## Task item
Write out again only the lines that run from the start of the entries to the line containing "object | woman in black and red polo", both included.

## Data for analysis
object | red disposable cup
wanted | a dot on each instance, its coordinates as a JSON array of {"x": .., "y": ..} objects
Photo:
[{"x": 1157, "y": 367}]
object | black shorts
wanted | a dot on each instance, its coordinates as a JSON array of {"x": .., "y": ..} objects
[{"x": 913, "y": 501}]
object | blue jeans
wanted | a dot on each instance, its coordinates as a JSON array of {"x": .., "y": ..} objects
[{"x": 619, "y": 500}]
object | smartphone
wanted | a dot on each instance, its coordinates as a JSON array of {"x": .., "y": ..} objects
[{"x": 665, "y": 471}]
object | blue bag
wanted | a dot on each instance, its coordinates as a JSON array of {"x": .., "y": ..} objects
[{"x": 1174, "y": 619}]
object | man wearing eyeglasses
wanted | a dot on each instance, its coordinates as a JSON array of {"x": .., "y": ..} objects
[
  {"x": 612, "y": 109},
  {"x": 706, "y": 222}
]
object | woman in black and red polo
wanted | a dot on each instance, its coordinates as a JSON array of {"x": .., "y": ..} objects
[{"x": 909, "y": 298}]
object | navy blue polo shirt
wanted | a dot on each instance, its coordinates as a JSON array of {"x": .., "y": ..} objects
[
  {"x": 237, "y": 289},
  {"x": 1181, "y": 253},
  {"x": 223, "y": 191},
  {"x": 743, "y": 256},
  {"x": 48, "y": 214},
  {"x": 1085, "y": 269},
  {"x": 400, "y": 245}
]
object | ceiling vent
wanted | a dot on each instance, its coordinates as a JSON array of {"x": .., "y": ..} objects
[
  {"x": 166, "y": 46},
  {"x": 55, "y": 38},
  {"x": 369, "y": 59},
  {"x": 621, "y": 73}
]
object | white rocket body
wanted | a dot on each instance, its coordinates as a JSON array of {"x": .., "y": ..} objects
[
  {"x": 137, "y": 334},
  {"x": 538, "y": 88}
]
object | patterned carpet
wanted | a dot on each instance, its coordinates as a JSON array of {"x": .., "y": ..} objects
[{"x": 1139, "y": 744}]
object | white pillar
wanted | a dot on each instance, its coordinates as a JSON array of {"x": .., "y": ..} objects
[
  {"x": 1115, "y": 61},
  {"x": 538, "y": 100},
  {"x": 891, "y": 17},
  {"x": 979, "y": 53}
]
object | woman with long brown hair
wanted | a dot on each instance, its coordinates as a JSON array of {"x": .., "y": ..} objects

## Written reply
object | red disposable cup
wanted | a dot on each instance, its coordinates as a JSON array of {"x": .., "y": ..} objects
Photo:
[{"x": 1157, "y": 367}]
object | black shorts
wanted | a dot on each instance, its coordinates as a JSON array of {"x": .., "y": ..} objects
[{"x": 913, "y": 501}]
object | blue jeans
wanted | a dot on each instance, its coordinates as a JSON array of {"x": .., "y": ..} objects
[{"x": 619, "y": 500}]
object | smartphone
wanted | a dot on each instance, its coordinates as a JSON array of {"x": .., "y": ..} objects
[{"x": 665, "y": 471}]
object | blue bag
wanted | a dot on each instance, its coordinates as a JSON array of {"x": .., "y": ..} objects
[{"x": 1174, "y": 619}]
object | man wearing eyeglasses
wanted | a dot on each instance, its coordinates as a JSON array of {"x": .., "y": ..} objects
[
  {"x": 612, "y": 109},
  {"x": 706, "y": 222}
]
object | woman in black and red polo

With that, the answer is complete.